Extract provided:
Our house sits at the end of the road with houses scattered before and beyond it. We can sometimes hear the beach parties at night (depending on which way the wind's blowing) and the house looks out to the vast Atlantic towards the north as well as the neighborhoods of Bonne Resolution, Suicide Hill and Dorothea of the south. The evening's dim glow of yellow house lights give the hillside character and dimensions with an opposing "other side" of a blank slate of ocean. One of the reasons we liked our house so much was because we couldn't see or hear the activity of our closer neighbors (something we wanted after living in the thick of our CT neighborhood!), but it wasn't until a few days ago that this comforting feeling of our somewhat solitude was challenged, when our/my feelings of home and security faltered.
I've lived with Dave since I was 21. He is has always been a hyper-aware and reliable source of protection and comfort- whether we were living downtown on Centre Street in NYC or in the outskirts of Nice, France, the 70 acre farm in bumfuck Maine or rural Wilton, coastal Connecticut or here on the shore of a tropical island. He's a prepper by nature with dehydrated pouches of food in our storage unit. A pilot who would rather fly and crash land the plane then rely someone else to do it. He has his pistol permit and tends to research crime statistics on a regular basis. He has always made me feel safe and I have relied on him to do the dirty work were it to ever come to a dirty situation. On the other hand, my defense abilities consist of some jiu jitsu moves, a shrill voice (which I am not sure I'd be able to access if I needed it), 3 dogs who love me to the end and a strong belief in a worldly benevolence.
Last week the day came, or night that is, with Dave, Elsa and Harry gone when said defenses were begged into action. I woke to Hugh telling me at 11:35pm that there was a car running outside his window. We didn't call the cops. I honestly didn't think they would come after hearing a few stories about the questionable role that they play here. Instead, I texted Dave, who thankfully was awake in his hotel room in North Carolina. (Why I didn't call him boggles me now. I think it had to do with the hope that if I didn't verbally reach beyond the bubble of what Hugh and I were experiencing in that moment, we were still safe in a subtle dream of weirdness.) In a daze and trying to stay in my body and not escape from it, Hugh and I turned on all of the lights and I wrote to Dave, "What's the Ring camera log in?... There's a car outside Hugh's window and I want to try and see it through the camera." He looked at his Ring app and said he didn't see anything. Then he walked me through the passwords for the already installed app on my phone and then instructed me to grab Beau (our 100lb dog with the biggest teeth our vet has ever seen) and a flashlight. Then I called him.

Recorded data:
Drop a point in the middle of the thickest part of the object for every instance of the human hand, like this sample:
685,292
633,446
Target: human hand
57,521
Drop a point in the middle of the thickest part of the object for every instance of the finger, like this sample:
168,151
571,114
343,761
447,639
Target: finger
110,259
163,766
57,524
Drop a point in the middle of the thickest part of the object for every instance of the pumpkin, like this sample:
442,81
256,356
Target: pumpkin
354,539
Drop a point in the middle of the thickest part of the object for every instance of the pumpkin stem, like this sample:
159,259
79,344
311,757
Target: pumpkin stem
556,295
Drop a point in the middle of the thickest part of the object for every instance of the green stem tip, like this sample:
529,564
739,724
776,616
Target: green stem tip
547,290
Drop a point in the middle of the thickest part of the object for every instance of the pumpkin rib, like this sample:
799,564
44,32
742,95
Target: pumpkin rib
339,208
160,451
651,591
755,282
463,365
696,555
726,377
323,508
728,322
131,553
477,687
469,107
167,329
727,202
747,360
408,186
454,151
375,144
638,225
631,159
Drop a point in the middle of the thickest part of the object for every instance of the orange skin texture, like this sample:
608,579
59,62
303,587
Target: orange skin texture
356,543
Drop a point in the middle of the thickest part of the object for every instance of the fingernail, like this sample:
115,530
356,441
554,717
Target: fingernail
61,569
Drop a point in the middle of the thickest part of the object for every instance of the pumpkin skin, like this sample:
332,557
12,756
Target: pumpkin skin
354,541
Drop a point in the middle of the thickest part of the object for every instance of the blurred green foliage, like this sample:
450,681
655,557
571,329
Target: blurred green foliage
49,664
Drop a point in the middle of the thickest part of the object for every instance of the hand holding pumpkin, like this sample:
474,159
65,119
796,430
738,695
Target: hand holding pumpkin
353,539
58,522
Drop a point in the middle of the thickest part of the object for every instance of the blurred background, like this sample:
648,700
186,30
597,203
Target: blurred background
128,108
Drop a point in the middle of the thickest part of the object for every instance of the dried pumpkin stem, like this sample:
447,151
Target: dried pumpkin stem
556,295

Exercise 1: Reproduce the passage about the island house, starting with "Our house sits" and going on through "and security faltered.", substituting "Caribbean" for "Atlantic".
Exercise 2: Proceed with the personal essay about the night alone at the island house, picking up after its final sentence.

Task output 1:
Our house sits at the end of the road with houses scattered before and beyond it. We can sometimes hear the beach parties at night (depending on which way the wind's blowing) and the house looks out to the vast Caribbean towards the north as well as the neighborhoods of Bonne Resolution, Suicide Hill and Dorothea of the south. The evening's dim glow of yellow house lights give the hillside character and dimensions with an opposing "other side" of a blank slate of ocean. One of the reasons we liked our house so much was because we couldn't see or hear the activity of our closer neighbors (something we wanted after living in the thick of our CT neighborhood!), but it wasn't until a few days ago that this comforting feeling of our somewhat solitude was challenged, when our/my feelings of home and security faltered.

Task output 2:
Hugh and I saw head lights at the base of our driveway. There was someone down there and darkness on all of the other sides of our exposed house. This is when it all became more real and more like a movie at the same time. Plan B. Dave said to get the flashlight and then his pistol from the lockbox under the bed. (I knew he had a gun, with a permit and a lock box- but I hadn't seen where he had put it after it came down in our container from CT. I don't like guns. Their sound, smell and kickback make me hollow, but I have never told Dave to get rid of it. I trust Dave with a gun. It doesn't make him manly or sexy or invincible- but I know he knows how to use it and I know that he never wants to use it.) So there I was stunned and attentive, with my shirtless17 year old son in our second story bedroom, as I listened to Dave's instructions. Leave our rbedoom and walk down the stairs, go through the courtyard to the dark driveway, grab the car keys that I'd carelessly left on the dashboard previously that evening while carrying a flashlight and the gun. I did everything but specifically carry the gun. Rather, I carried the open lock box with the unloaded gun and cartridge and with each step I told myself that I could load it, if I had to. Between the two choices of trying to shoot the gun at a trespasser or being the victim of a crime I couldn't predict, going through the motions of what Dave said I should do was all I could do.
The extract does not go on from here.